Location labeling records

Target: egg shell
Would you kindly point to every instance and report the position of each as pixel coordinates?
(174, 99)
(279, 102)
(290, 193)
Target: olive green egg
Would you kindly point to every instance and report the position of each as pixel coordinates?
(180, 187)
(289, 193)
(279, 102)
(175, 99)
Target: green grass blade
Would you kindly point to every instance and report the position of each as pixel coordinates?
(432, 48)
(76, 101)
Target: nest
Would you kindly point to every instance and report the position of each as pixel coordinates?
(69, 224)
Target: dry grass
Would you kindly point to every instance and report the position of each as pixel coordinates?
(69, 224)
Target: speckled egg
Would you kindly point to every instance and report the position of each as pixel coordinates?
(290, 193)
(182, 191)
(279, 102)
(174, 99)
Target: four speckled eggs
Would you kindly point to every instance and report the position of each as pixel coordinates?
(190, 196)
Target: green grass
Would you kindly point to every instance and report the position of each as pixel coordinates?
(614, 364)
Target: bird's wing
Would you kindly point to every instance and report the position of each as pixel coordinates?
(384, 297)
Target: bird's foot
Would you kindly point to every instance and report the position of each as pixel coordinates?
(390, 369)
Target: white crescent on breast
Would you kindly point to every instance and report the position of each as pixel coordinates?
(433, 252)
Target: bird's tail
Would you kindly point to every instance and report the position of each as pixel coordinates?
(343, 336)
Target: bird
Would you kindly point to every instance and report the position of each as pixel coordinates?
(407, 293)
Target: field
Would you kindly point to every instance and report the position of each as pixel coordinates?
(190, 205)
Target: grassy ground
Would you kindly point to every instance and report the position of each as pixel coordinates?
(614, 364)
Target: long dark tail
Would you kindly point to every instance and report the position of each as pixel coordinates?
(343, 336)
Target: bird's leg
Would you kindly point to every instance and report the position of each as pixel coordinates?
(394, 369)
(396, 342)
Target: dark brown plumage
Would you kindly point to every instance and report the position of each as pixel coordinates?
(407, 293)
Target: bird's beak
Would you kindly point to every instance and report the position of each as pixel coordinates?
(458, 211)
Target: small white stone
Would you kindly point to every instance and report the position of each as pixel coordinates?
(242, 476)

_Your task_:
Write out the whole listing above again, substituting "spotted" for each "speckled" and changing nothing else.

_Output of the exercise_:
Target: egg shell
Would you kindly point to every instance and report the position of each as pixel coordinates?
(174, 99)
(279, 102)
(290, 193)
Target: olive green egg
Would you kindly point to every instance and report the position of each as pixel coordinates?
(180, 187)
(289, 193)
(279, 102)
(175, 99)
Target: green grass blade
Would you kindly point to every instance and report the position of each as pixel coordinates?
(432, 48)
(76, 101)
Target: nest
Would you kindly point to every instance and report the position of each as pixel coordinates?
(69, 224)
Target: dry grass
Would you kindly point to every instance and report the position of each as pixel coordinates?
(69, 224)
Target: spotted egg
Would you kindly point to every instance and report the position of each as pixel coordinates?
(290, 193)
(182, 191)
(279, 102)
(174, 99)
Target: four spotted eggs
Would you kindly point to every instance and report the position of each as pixel coordinates?
(190, 196)
Target: green grass
Would you kindly point to every instance and report the position of each as pixel coordinates?
(614, 364)
Target: bird's wing
Would you kindly point to every instance and report the position of each as pixel coordinates?
(384, 297)
Target: bird's foot
Would you kindly point to every instance and report the position of each as pixel coordinates?
(390, 369)
Target: white crescent on breast
Would you kindly point to every instance and report the position of each as pixel coordinates?
(433, 252)
Target: bird's tail
Would you kindly point to every instance and report the position of each as pixel coordinates?
(343, 336)
Target: bird
Would you kindly point to every instance and report the position of each as pixel coordinates?
(407, 293)
Target: field
Would you kindly point to every instance and report the position of each as pixel coordinates?
(190, 205)
Target: grassy ground
Would you kindly point to every instance and report the position of each as pixel coordinates?
(614, 364)
Target: long dark tail
Would you kindly point to every instance and report the position of each as pixel coordinates?
(343, 336)
Target: bird's leg
Would you kindly point to every instance and report the position of each as pixel coordinates?
(394, 369)
(396, 342)
Target: dark brown plumage
Would you kindly point to every instance and report the position of each as pixel coordinates?
(407, 293)
Target: bird's beak
Would you kindly point to every instance and report the position of each as pixel coordinates?
(458, 211)
Target: small white stone
Would you kindly point to every instance and report the position of each as pixel coordinates?
(242, 476)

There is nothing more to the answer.